ZITIERTER TEXT:

Überlebt, verarbeitet: Ein Jahr nach der Manaslu-Lawine

Manaslu, der „Berg der Seele“

Am Jahrestag des Lawinenunglücks am Manaslu hatte Sebastian Haag „einen schweren Kater“. Er habe schlicht beim Wiesn-Anstich zum Auftakt des Münchner Oktoberfestes zu tief ins Glas geschaut, erzählt mir Sebastian beim IMS in Brixen. Mit den Ereignissen im Herbst 2012 am Manaslu habe das nichts zu tun gehabt. „Wir haben dort keine Freunde verloren. Ich habe andere Traumata erlebt, wo ich Menschen verloren habe, die ich sehr geliebt habe“, sagt der 34-Jährige. Zum Beispiel seinen Bruder. Der stürzte beim Bergsteigen in den Tod, als eine Wächte brach. „Die Erfahrung am Manaslu war dagegen – in Anführungszeichen – nur intensiv.“

 Instinktiv funktioniert

22. September 2012: Am achthöchsten Berg der Erde erwischt am frühen Morgen eine riesige Lawine gleich zwei Hochlager auf über 6000 Metern. Sebastian Haag und Benedikt Böhm entkommen der Katastrophe, weil sie ein ungutes Gefühl hatten und ihr Zelt weit abseits der anderen aufgebaut haben. Elf Bergsteiger kommen ums Leben. Dass nicht mehr Opfer zu beklagen sind, ist auch den beiden Deutschen zu verdanken. Sebastian und Benedikt graben Verschüttete aus und leisten erste Hilfe. „Wir haben einfach das gemacht, was wir für richtig gehalten haben, wir haben instinktiv funktioniert“, erinnert sich Benedikt. „Das ist eine Mischung aus Wissen, Erfahrung und unmittelbarer Wahrnehmung.“

Nicht den Schwanz einziehen

Drei Teammitglieder kehren nach dem Lawinenunglück heim, drei bleiben, darunter Böhm und Haag. „Für mich hätte ein Abschied bedeutet, dass ich den Schwanz einziehe und vor der Katastrophe weglaufe“, sagt Sebastian. „Ich blieb nicht, weil ich unbedingt den Berg noch machen wollte, sondern weil ich das Gefühl hatte, ich muss an dem Berg sitzen, ihn anschauen, mit den Leuten reden und erst einmal wahrnehmen, was da passiert ist.“ Dann brechen beide auf, um doch noch ihr Expeditionsziel zu erreichen: Nonstop vom Basislager bis zum Gipfel, von dort mit Skiern zurück ins Basislager, das Ganze innerhalb von 24 Stunden.  Die beiden haben sich bereits zuvor einen Namen als äußerst schnelle Skibergsteiger gemacht. Am Achttausender Gasherbrum II und am Siebentausender Mustagh Ata stellten sie Geschwindigkeitsrekorde für Aufstieg mit anschließender Skiabfahrt auf.

DATENAUSZUG:

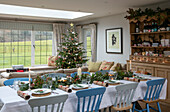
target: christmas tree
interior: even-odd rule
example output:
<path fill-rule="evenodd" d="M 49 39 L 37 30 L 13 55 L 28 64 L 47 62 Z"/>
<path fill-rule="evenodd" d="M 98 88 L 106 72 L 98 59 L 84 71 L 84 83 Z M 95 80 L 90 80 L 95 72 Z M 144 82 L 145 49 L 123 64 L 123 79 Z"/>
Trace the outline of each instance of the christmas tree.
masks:
<path fill-rule="evenodd" d="M 74 31 L 74 25 L 70 24 L 68 34 L 63 34 L 62 43 L 59 44 L 58 59 L 56 61 L 57 68 L 76 68 L 88 60 L 84 53 L 83 43 L 78 42 L 78 34 Z"/>

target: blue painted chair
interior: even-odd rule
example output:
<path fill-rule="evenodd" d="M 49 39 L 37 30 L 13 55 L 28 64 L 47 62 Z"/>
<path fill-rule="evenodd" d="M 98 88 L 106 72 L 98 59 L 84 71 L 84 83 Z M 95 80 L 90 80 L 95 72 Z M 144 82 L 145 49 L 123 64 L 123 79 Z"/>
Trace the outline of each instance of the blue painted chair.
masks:
<path fill-rule="evenodd" d="M 142 102 L 146 103 L 146 109 L 142 109 L 142 110 L 138 110 L 135 108 L 136 102 L 133 104 L 133 108 L 132 111 L 147 111 L 149 112 L 150 109 L 153 109 L 155 111 L 159 111 L 161 112 L 161 108 L 159 105 L 159 95 L 161 93 L 162 87 L 164 85 L 165 79 L 156 79 L 156 80 L 150 80 L 147 81 L 147 90 L 145 93 L 145 97 L 143 100 L 141 100 Z M 150 103 L 157 103 L 158 106 L 158 110 L 156 110 L 155 108 L 149 106 Z"/>
<path fill-rule="evenodd" d="M 116 86 L 116 95 L 115 102 L 112 107 L 109 108 L 109 112 L 111 112 L 111 108 L 116 111 L 132 111 L 132 99 L 135 93 L 135 90 L 138 86 L 138 83 L 129 83 L 122 84 Z"/>
<path fill-rule="evenodd" d="M 97 72 L 95 72 L 95 73 L 106 74 L 106 73 L 109 73 L 110 71 L 112 71 L 112 70 L 100 70 L 100 71 L 97 71 Z"/>
<path fill-rule="evenodd" d="M 89 74 L 90 75 L 90 72 L 81 72 L 82 74 Z M 77 72 L 74 72 L 71 74 L 71 77 L 74 77 L 75 75 L 77 74 Z"/>
<path fill-rule="evenodd" d="M 85 111 L 98 112 L 105 91 L 106 91 L 105 87 L 77 91 L 76 92 L 76 95 L 78 97 L 77 112 L 85 112 Z M 83 100 L 83 102 L 80 102 L 80 99 Z M 87 110 L 85 110 L 86 99 L 88 99 L 88 103 L 86 107 Z M 82 109 L 80 109 L 80 103 L 82 103 Z"/>
<path fill-rule="evenodd" d="M 59 78 L 67 76 L 66 74 L 63 74 L 63 73 L 50 73 L 50 74 L 45 74 L 45 75 L 41 76 L 41 78 L 45 80 L 45 76 L 47 76 L 47 75 L 48 75 L 48 77 L 59 77 Z"/>
<path fill-rule="evenodd" d="M 13 85 L 15 80 L 20 80 L 20 81 L 29 81 L 29 78 L 12 78 L 4 81 L 5 86 Z M 32 81 L 32 79 L 31 79 Z"/>

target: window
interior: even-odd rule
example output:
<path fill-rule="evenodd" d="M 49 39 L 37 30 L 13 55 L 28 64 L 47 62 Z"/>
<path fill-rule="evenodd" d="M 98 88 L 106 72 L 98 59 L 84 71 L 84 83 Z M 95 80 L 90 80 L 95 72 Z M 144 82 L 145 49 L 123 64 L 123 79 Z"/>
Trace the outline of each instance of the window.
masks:
<path fill-rule="evenodd" d="M 35 32 L 35 65 L 47 64 L 48 56 L 52 55 L 52 32 Z"/>
<path fill-rule="evenodd" d="M 8 25 L 4 29 L 0 26 L 0 69 L 11 68 L 12 65 L 47 65 L 48 56 L 52 55 L 53 32 L 39 27 L 35 31 L 32 27 L 10 29 Z"/>

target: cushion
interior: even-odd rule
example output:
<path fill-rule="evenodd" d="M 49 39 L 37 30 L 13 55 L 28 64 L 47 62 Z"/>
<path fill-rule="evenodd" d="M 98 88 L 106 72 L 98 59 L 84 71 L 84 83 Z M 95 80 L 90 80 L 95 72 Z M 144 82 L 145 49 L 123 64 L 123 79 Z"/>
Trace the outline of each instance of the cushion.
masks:
<path fill-rule="evenodd" d="M 64 73 L 74 73 L 77 72 L 77 68 L 64 69 Z"/>
<path fill-rule="evenodd" d="M 6 78 L 0 79 L 0 86 L 4 86 L 4 81 L 6 81 L 6 80 L 8 80 L 8 79 L 6 79 Z"/>
<path fill-rule="evenodd" d="M 110 68 L 113 66 L 114 62 L 106 62 L 103 61 L 100 65 L 99 70 L 110 70 Z"/>
<path fill-rule="evenodd" d="M 121 69 L 121 64 L 120 63 L 115 63 L 110 70 L 116 71 L 117 69 Z"/>
<path fill-rule="evenodd" d="M 87 67 L 87 66 L 81 67 L 81 71 L 82 71 L 82 72 L 87 72 L 87 71 L 88 71 L 88 67 Z"/>
<path fill-rule="evenodd" d="M 57 56 L 49 56 L 48 58 L 48 66 L 56 66 L 56 60 L 58 59 Z"/>
<path fill-rule="evenodd" d="M 99 67 L 102 62 L 89 62 L 88 72 L 96 72 L 99 71 Z"/>
<path fill-rule="evenodd" d="M 2 73 L 0 74 L 0 77 L 2 77 L 2 78 L 9 78 L 9 74 L 10 74 L 10 73 L 2 72 Z"/>

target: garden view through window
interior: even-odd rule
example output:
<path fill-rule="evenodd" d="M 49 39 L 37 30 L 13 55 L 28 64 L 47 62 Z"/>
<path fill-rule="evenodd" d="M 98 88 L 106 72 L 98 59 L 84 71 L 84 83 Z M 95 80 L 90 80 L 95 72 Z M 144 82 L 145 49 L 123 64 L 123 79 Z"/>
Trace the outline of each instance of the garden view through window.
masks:
<path fill-rule="evenodd" d="M 31 60 L 34 65 L 47 64 L 52 55 L 52 35 L 51 31 L 0 29 L 0 68 L 32 66 Z"/>

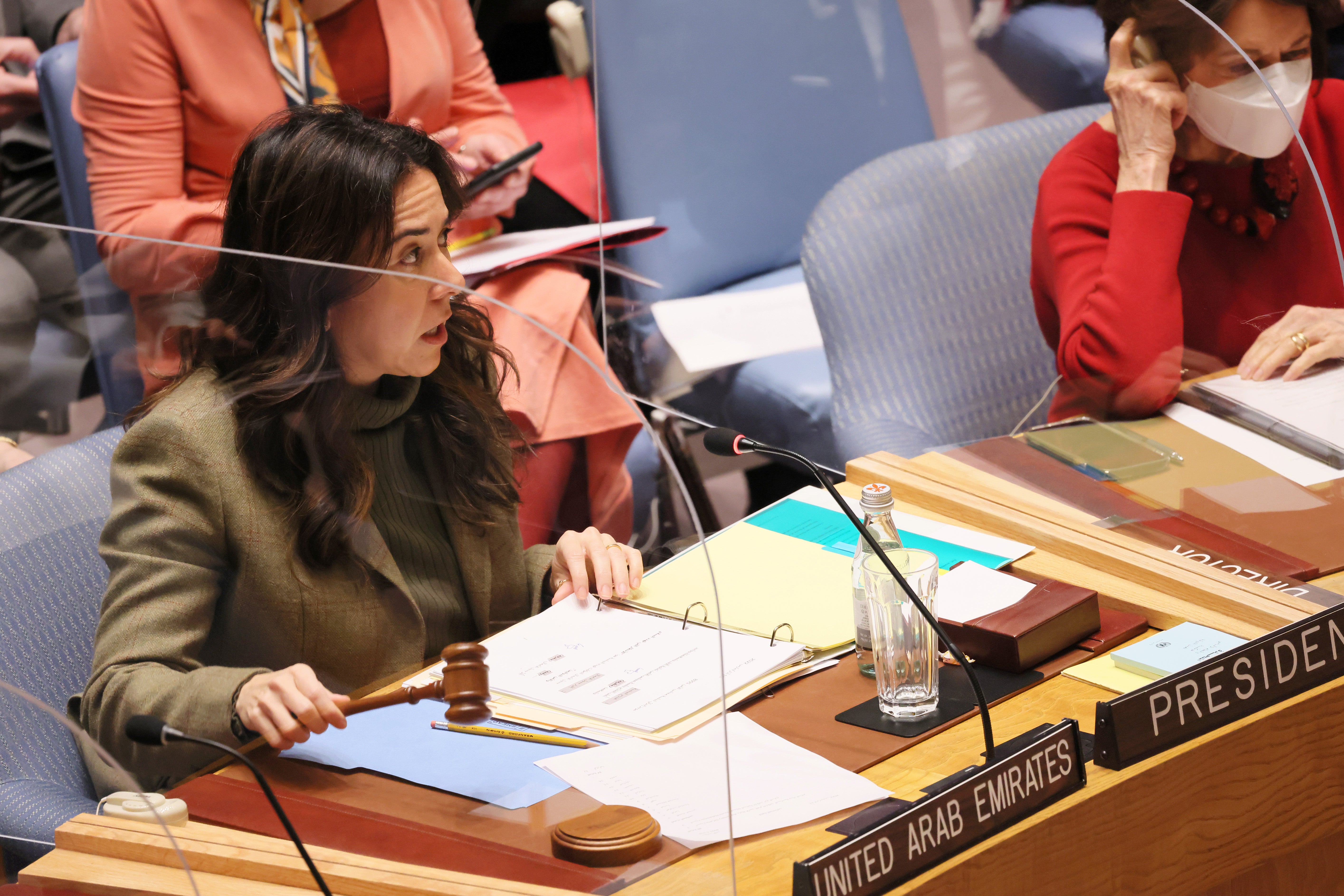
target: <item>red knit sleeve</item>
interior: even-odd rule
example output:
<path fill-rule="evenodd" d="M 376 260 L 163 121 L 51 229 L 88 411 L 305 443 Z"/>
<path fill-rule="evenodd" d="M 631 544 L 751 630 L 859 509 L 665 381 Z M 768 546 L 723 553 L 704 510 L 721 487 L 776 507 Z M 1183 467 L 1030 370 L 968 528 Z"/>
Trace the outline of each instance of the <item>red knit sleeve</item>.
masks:
<path fill-rule="evenodd" d="M 1146 416 L 1180 386 L 1180 259 L 1191 200 L 1116 193 L 1085 153 L 1056 156 L 1040 180 L 1031 286 L 1063 376 L 1051 419 Z"/>

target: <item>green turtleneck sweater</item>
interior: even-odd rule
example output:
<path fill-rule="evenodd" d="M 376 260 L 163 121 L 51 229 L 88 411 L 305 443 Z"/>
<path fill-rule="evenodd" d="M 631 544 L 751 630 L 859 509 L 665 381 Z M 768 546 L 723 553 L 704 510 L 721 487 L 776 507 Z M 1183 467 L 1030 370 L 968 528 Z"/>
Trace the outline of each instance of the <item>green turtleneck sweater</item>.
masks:
<path fill-rule="evenodd" d="M 425 617 L 425 656 L 477 637 L 448 527 L 425 470 L 407 451 L 406 411 L 419 392 L 414 376 L 384 376 L 376 394 L 351 391 L 355 443 L 374 467 L 378 533 Z"/>

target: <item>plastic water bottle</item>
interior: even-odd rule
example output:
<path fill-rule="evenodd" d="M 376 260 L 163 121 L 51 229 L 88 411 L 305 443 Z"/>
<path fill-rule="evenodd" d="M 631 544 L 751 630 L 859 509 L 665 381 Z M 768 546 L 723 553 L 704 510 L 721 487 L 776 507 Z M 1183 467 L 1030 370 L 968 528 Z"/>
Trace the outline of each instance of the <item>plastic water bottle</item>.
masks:
<path fill-rule="evenodd" d="M 891 520 L 891 508 L 895 500 L 891 497 L 891 488 L 882 482 L 863 486 L 863 524 L 872 533 L 874 540 L 882 545 L 883 551 L 900 548 L 900 533 Z M 859 657 L 859 672 L 875 678 L 872 669 L 872 635 L 868 627 L 868 596 L 863 591 L 862 563 L 866 556 L 872 555 L 872 548 L 862 535 L 855 532 L 859 545 L 853 552 L 853 652 Z"/>

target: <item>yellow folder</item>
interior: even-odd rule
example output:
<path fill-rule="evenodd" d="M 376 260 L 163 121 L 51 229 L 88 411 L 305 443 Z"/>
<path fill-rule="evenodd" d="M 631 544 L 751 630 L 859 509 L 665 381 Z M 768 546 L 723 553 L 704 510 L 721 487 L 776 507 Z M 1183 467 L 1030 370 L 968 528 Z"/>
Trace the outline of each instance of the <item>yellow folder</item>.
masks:
<path fill-rule="evenodd" d="M 852 563 L 820 544 L 738 523 L 650 571 L 629 603 L 676 619 L 689 610 L 689 621 L 710 625 L 722 614 L 724 629 L 774 634 L 816 653 L 853 641 Z"/>

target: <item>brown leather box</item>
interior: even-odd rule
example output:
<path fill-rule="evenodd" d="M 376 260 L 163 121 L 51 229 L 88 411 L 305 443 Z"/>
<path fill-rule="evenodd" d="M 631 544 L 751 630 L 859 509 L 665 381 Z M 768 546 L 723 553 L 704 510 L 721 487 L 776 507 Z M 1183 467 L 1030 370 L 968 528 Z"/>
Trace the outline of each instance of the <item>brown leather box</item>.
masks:
<path fill-rule="evenodd" d="M 1095 591 L 1046 579 L 1011 607 L 968 622 L 938 622 L 976 662 L 1025 672 L 1101 629 L 1101 606 Z"/>

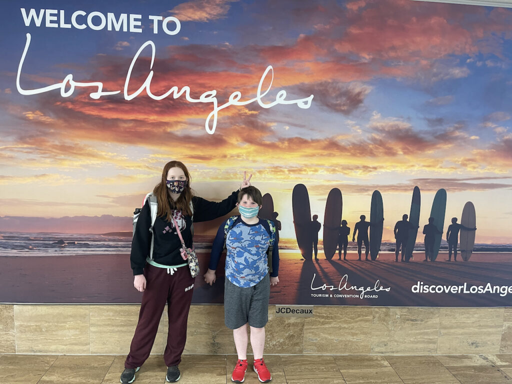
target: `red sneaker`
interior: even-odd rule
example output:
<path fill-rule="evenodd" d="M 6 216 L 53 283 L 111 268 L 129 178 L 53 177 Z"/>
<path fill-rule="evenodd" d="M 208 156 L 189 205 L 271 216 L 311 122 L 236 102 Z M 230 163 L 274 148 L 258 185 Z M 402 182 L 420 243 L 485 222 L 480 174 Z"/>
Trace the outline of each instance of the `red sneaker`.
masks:
<path fill-rule="evenodd" d="M 237 365 L 233 370 L 231 375 L 231 381 L 234 382 L 243 382 L 245 379 L 245 371 L 247 370 L 247 360 L 240 360 L 237 361 Z"/>
<path fill-rule="evenodd" d="M 265 364 L 265 361 L 263 358 L 254 360 L 254 364 L 253 366 L 254 372 L 258 374 L 258 378 L 262 382 L 268 382 L 272 380 L 272 376 L 270 376 L 270 372 L 268 371 L 268 368 Z"/>

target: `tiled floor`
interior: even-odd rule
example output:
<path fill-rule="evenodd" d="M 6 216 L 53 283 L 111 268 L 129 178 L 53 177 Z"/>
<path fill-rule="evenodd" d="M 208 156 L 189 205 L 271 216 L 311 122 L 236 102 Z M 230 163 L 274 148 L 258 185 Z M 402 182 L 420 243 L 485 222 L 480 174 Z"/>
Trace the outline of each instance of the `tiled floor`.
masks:
<path fill-rule="evenodd" d="M 1 384 L 114 384 L 124 356 L 0 354 Z M 237 357 L 186 355 L 180 382 L 227 384 Z M 274 384 L 499 384 L 512 383 L 512 354 L 446 356 L 268 355 Z M 259 383 L 251 369 L 244 383 Z M 164 384 L 161 356 L 136 374 L 137 384 Z"/>

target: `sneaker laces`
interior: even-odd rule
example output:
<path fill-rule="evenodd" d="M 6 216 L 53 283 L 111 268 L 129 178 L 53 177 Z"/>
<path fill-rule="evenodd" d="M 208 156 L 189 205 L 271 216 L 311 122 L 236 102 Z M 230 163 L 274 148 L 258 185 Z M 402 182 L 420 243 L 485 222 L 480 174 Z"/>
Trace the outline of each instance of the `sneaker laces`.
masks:
<path fill-rule="evenodd" d="M 258 367 L 258 369 L 263 370 L 264 371 L 266 371 L 267 372 L 270 373 L 270 371 L 268 370 L 268 368 L 267 368 L 266 364 L 265 364 L 265 361 L 263 361 L 263 357 L 262 357 L 261 359 L 258 359 L 257 360 L 254 360 L 254 365 Z"/>
<path fill-rule="evenodd" d="M 237 361 L 237 365 L 234 366 L 234 371 L 244 371 L 244 372 L 247 369 L 247 360 L 240 360 L 240 359 L 238 361 Z"/>

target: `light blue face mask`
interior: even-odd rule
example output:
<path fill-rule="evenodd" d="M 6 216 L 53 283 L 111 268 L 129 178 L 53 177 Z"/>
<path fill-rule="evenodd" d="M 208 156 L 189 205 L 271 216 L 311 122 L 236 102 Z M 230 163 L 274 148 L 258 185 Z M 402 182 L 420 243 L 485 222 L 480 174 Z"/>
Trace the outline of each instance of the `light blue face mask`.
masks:
<path fill-rule="evenodd" d="M 246 208 L 240 205 L 238 206 L 238 211 L 240 215 L 247 219 L 251 219 L 258 215 L 260 210 L 260 207 L 254 207 L 254 208 Z"/>

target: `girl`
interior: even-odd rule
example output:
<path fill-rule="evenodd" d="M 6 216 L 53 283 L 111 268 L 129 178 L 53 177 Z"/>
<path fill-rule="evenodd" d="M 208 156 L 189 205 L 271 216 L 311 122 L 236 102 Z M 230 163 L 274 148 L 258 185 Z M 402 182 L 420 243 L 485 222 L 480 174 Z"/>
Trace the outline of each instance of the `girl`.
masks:
<path fill-rule="evenodd" d="M 250 185 L 251 177 L 244 180 L 241 188 Z M 192 301 L 195 280 L 180 249 L 181 241 L 176 222 L 187 248 L 193 245 L 192 222 L 211 220 L 229 213 L 234 208 L 238 191 L 220 203 L 195 196 L 190 189 L 190 177 L 186 167 L 179 161 L 165 164 L 162 179 L 153 190 L 158 202 L 157 218 L 151 230 L 148 199 L 137 220 L 132 243 L 130 260 L 135 276 L 134 286 L 143 292 L 139 322 L 132 340 L 130 352 L 121 375 L 121 383 L 131 383 L 150 355 L 162 312 L 167 304 L 169 329 L 164 360 L 167 366 L 166 380 L 177 381 L 180 376 L 178 366 L 186 340 L 187 319 Z M 153 260 L 150 253 L 153 239 Z"/>

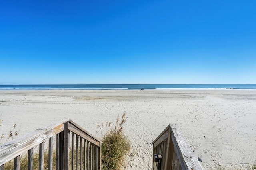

AUFGABENLISTE:
• a. An welchem Datum ereignete sich laut dem Text über die Manaslu-Lawine das Lawinenunglück?
• b. Übersetzen Sie den folgenden Satz aus dem Text über die Manaslu-Lawine ins Englische: „Sebastian Haag und Benedikt Böhm entkommen der Katastrophe, weil sie ein ungutes Gefühl hatten und ihr Zelt weit abseits der anderen aufgebaut haben.“
• c. Führen Sie sämtliche Berge auf, die im Text über die Manaslu-Lawine namentlich genannt werden.

ANTWORTEN:
• a. Am 22. September 2012.

• b. Sebastian Haag and Benedikt Böhm escape the disaster because they had a bad feeling and had pitched their tent far away from the others.

• c. Manaslu, Gasherbrum II, Mustagh Ata